Si cet article 30 a été, dans le passé, objet de
polémique, je tiens à rappeler que le 4 janvier 1993, la gauche avait –
et c’était opportun – fait adopter une disposition précisant que les
instructions individuelles devaient être écrites. Je tiens également à
rappeler que le 24 août 1993, notre majorité a voté une disposition
visant au versement automatique de ces instructions au dossier pénal et,
par conséquent, à leur communication à la défense. Vous le voyez,
l’essentiel est donc réglé depuis vingt ans. Mais cela ne garantit pas
l’absence d’instructions verbales. Cela ne garantit pas que,
verbalement, l’on s’abstienne de donner des conseils aux magistrats.
Soyez honnêtes et reconnaissez avec nous que ce projet de loi ne le
garantira pas non plus. Ce n’est pas la suppression des instructions
individuelles qui empêchera que cette pratique condamnable perdure et,
en la matière, personne n’a de leçon à recevoir de personne.
Je ne
peux que déplorer que nous soyons encore face à un projet de loi plein
de bonnes intentions, mais, somme toute, assez creux, si ce n’est de
symbole. Je ne peux que déplorer que la majorité persiste à ne donner
que de timides signaux politiques, incapable qu’elle est de remédier à
la crise profonde que traverse la justice !
La vérité, c’est
qu’au-delà des mots, vous n’avez rien à proposer aux Français, sinon
l’effet d’annonce d’une série de mesurettes inefficaces qui ne sont pas
à la hauteur des enjeux. C’est sans doute la raison pour laquelle, en
professionnels de la diversion que vous êtes, vous vous êtes saisis du
prétexte d’accorder plus d’indépendance au Parquet, pour organiser, une
fois de plus, un débat tout à fait accessoire, dans le simple but de
détourner l’attention de l’opinion, et de tenter, en vain, de lui faire
oublier la crise sans précédent que traverse la France et votre
incapacité à faire preuve du courage politique que la situation
réclame ! (Applaudissements sur les bancs du groupe
UMP.)
Mme la présidente. La discussion générale est close.
La parole est à Mme la garde des
sceaux.
La parole est à Mme la garde des sceaux.
Mme Christiane Taubira, garde des sceaux. Je souhaite remercier tous les orateurs qui se sont exprimés,
particulièrement ceux qui ont su montrer l’importance de ce projet de loi.
Il y a manifestement une convergence d’appréciation quant à l’importance de
dégager le garde des sceaux de l’exercice de la conduite de l’action
publique, de reconnaître que le procureur général doit animer et coordonner
cette action publique et de faire en sorte que le procureur l’exerce
directement. En revanche, la responsabilité du garde des sceaux est nette et
clairement assumée : il répond de la politique pénale. Nous mettons donc,
d’une certaine façon, un terme à la confusion des genres avec cet article 30
du code de procédure pénale, dont la rédaction était, en effet, confuse et
brouillonne, et qui a été réécrit sur la base de la loi d’août 2004. Les
choses sont redevenues claires : l’action publique relève des parquets et le
garde des sceaux définit la politique pénale, veille à son exécution et
s’assure de son application sur la totalité du territoire.

***

TÂCHE DEMANDÉE 1: D'après le texte fourni, quelle disposition la gauche a-t-elle fait adopter le 4 janvier 1993 ?
TÂCHE DEMANDÉE 2: Dans le texte fourni, pour quelle raison est-il affirmé que l'essentiel est réglé depuis vingt ans ? Répondez en une à trois phrases.

***

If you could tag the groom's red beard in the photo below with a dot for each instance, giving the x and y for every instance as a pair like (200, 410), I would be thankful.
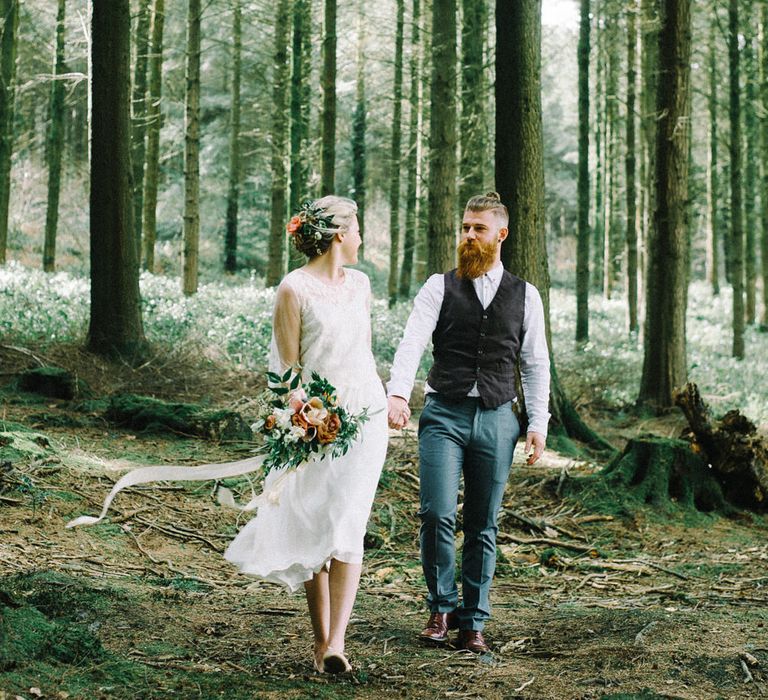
(476, 258)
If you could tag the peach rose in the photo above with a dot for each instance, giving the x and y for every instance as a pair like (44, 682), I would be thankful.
(329, 429)
(293, 225)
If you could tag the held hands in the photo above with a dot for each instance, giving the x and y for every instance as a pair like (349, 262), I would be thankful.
(398, 412)
(535, 441)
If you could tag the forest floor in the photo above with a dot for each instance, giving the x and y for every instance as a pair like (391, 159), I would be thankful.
(590, 599)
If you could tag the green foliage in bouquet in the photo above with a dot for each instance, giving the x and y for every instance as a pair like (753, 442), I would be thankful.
(302, 422)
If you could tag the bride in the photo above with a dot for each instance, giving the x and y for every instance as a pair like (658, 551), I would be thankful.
(314, 533)
(311, 521)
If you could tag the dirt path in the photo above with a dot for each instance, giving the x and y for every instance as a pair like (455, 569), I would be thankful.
(586, 605)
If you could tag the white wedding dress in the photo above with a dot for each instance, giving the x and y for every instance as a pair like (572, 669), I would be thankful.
(322, 508)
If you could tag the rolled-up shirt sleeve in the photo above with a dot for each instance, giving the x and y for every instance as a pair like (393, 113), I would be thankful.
(418, 332)
(534, 362)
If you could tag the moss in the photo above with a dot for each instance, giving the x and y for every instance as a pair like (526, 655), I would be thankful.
(144, 413)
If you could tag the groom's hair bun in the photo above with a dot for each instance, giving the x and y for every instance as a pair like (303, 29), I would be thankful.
(490, 201)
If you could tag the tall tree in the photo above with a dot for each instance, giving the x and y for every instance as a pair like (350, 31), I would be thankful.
(764, 149)
(55, 143)
(154, 122)
(751, 172)
(233, 191)
(192, 151)
(413, 165)
(139, 112)
(631, 169)
(394, 160)
(582, 251)
(713, 184)
(441, 234)
(473, 126)
(276, 265)
(737, 223)
(328, 150)
(520, 173)
(664, 361)
(115, 321)
(359, 127)
(9, 13)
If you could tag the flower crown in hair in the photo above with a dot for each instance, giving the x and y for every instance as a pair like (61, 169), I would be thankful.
(311, 222)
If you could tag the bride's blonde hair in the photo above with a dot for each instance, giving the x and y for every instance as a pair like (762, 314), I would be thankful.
(336, 214)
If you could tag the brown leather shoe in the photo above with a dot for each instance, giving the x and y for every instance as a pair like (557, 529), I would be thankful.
(472, 640)
(438, 626)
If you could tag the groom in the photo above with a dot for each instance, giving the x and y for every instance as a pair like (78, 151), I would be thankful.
(482, 321)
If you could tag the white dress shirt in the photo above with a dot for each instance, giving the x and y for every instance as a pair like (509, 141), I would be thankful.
(534, 356)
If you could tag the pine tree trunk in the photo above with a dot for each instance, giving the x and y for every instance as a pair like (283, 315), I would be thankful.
(192, 152)
(752, 145)
(598, 232)
(139, 114)
(55, 144)
(764, 150)
(328, 151)
(737, 225)
(582, 252)
(472, 126)
(394, 160)
(634, 325)
(413, 166)
(614, 242)
(664, 362)
(233, 191)
(713, 229)
(421, 253)
(9, 11)
(277, 237)
(154, 122)
(115, 322)
(649, 60)
(441, 234)
(300, 109)
(359, 121)
(520, 174)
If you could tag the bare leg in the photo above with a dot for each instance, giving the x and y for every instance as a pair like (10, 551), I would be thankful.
(343, 582)
(319, 603)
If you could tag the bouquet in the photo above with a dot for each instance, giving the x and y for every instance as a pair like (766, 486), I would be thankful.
(301, 422)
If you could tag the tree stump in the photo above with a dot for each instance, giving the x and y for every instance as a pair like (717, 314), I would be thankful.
(658, 470)
(144, 413)
(54, 382)
(732, 448)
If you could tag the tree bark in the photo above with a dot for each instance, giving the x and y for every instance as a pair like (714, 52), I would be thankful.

***

CORRIGÉ 1: Une disposition précisant que les instructions individuelles devaient être écrites.

CORRIGÉ 2: Le 4 janvier 1993, une disposition a imposé que les instructions individuelles soient écrites. Le 24 août 1993, une autre disposition a prévu leur versement automatique au dossier pénal et, par conséquent, leur communication à la défense.